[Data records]
****************************************

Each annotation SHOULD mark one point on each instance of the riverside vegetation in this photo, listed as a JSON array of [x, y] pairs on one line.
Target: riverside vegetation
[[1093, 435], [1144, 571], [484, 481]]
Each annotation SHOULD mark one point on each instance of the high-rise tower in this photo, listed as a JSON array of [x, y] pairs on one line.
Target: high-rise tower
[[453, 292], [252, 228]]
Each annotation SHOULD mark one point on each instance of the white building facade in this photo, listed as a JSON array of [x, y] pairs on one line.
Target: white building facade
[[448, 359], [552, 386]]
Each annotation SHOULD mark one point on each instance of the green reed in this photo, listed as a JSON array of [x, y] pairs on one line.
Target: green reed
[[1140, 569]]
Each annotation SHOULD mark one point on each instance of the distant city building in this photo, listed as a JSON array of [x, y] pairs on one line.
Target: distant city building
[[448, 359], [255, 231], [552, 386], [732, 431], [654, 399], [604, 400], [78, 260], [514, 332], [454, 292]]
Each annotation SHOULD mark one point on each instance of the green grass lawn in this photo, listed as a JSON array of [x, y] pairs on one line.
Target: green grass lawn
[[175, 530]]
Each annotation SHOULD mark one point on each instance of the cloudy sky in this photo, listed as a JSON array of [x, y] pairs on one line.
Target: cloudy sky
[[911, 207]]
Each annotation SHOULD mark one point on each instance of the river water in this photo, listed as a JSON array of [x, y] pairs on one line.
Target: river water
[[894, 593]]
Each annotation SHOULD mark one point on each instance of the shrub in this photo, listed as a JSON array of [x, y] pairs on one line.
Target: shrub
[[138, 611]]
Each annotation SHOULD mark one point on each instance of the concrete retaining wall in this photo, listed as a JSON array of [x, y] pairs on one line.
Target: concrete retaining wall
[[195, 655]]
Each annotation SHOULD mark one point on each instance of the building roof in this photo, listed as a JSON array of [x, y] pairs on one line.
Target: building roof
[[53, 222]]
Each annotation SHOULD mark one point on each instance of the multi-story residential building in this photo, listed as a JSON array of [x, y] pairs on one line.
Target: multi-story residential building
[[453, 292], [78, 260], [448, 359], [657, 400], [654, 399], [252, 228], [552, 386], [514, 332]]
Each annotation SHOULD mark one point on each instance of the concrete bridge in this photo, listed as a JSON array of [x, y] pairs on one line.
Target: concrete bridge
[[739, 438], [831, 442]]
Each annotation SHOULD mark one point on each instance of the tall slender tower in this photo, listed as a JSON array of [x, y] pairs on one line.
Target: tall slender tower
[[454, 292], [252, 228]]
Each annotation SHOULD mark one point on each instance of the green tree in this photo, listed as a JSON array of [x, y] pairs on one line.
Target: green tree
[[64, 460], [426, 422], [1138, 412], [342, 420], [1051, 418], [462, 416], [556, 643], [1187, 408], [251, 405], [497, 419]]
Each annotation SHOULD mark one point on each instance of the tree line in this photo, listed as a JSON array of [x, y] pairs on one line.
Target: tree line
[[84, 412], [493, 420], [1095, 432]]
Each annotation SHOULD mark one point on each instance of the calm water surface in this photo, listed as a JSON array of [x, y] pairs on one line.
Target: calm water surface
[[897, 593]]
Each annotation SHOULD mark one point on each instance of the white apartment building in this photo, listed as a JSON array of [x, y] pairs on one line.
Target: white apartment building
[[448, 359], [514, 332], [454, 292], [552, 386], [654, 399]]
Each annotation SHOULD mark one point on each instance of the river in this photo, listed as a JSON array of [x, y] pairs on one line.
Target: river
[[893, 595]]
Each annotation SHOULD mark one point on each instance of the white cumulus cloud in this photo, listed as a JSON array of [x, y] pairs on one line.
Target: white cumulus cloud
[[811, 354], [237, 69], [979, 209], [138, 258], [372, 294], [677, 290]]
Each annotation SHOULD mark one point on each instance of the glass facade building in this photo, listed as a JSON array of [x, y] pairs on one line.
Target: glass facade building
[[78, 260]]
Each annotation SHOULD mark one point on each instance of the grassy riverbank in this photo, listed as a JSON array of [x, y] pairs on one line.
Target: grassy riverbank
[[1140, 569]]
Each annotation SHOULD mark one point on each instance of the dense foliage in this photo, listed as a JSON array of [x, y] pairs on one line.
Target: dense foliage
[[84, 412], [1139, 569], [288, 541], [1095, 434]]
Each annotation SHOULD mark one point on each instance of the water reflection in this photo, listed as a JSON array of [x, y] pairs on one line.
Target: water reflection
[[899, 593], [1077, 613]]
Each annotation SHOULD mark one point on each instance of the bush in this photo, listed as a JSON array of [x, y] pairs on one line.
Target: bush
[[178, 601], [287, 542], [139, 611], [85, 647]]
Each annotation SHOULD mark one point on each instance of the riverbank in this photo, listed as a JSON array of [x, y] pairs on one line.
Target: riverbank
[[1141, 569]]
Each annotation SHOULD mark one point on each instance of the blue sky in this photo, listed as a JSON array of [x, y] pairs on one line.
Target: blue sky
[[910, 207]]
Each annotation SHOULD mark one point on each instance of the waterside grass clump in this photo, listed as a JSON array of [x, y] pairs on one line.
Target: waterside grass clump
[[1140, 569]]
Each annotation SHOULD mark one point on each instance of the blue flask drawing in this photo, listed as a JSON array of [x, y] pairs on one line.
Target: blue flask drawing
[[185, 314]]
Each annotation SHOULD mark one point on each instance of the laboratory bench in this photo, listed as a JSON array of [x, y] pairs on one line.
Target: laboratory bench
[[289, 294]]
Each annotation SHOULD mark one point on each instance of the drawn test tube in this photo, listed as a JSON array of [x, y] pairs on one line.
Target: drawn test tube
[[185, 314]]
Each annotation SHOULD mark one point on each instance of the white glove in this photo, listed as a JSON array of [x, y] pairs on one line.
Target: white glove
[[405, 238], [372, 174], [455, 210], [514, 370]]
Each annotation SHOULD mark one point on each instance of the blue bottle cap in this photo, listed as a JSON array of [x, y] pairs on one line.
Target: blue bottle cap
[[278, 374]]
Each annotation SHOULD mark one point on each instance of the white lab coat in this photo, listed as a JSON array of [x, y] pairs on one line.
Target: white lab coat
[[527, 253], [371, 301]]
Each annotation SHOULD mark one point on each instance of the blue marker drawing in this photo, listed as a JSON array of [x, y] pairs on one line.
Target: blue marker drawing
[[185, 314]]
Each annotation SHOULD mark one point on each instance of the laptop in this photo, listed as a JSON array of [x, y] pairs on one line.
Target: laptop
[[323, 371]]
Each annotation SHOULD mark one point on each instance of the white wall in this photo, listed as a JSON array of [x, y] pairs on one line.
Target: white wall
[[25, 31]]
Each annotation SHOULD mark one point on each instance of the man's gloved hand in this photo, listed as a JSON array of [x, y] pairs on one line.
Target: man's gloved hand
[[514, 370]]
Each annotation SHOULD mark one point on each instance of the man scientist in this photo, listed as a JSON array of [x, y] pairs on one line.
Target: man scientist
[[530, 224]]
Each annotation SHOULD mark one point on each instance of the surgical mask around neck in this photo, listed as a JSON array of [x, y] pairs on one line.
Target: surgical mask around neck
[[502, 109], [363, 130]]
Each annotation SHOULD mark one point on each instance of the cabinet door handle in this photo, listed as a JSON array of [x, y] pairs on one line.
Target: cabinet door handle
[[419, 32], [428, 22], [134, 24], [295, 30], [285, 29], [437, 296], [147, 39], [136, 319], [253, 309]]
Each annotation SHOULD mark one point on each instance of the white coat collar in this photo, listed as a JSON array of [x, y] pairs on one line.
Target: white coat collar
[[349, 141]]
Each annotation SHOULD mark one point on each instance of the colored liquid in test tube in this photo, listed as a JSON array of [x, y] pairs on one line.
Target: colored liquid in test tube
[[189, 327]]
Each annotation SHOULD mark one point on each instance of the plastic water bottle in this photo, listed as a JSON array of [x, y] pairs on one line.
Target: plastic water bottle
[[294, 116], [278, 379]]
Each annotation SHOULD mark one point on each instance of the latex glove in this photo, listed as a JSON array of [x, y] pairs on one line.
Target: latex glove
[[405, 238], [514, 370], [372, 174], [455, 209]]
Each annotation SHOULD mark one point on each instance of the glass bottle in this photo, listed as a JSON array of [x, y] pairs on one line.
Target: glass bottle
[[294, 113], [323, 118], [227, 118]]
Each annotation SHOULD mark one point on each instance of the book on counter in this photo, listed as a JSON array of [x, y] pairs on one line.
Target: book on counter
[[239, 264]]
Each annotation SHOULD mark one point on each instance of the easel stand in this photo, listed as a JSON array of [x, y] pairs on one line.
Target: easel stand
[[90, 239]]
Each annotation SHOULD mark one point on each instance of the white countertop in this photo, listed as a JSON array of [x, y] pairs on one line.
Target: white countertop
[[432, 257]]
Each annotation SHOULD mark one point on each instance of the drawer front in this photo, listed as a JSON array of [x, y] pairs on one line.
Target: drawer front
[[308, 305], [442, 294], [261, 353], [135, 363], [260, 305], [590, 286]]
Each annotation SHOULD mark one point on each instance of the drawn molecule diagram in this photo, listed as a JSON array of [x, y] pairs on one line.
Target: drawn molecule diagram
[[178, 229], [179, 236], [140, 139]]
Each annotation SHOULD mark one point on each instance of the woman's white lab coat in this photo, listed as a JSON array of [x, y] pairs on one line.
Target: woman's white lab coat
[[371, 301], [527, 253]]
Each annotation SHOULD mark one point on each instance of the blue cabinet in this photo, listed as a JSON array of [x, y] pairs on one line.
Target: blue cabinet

****************************************

Return, unchanged, the lines of the records between the line holding "the glass bottle" and the line holding "[[294, 113], [323, 118], [227, 118]]", inclusive.

Each annotation SHOULD mark one point on each instance of the glass bottle in this photo, listed as a JSON array of [x, y] pairs on one line.
Target: glass bottle
[[294, 113], [323, 118], [227, 118]]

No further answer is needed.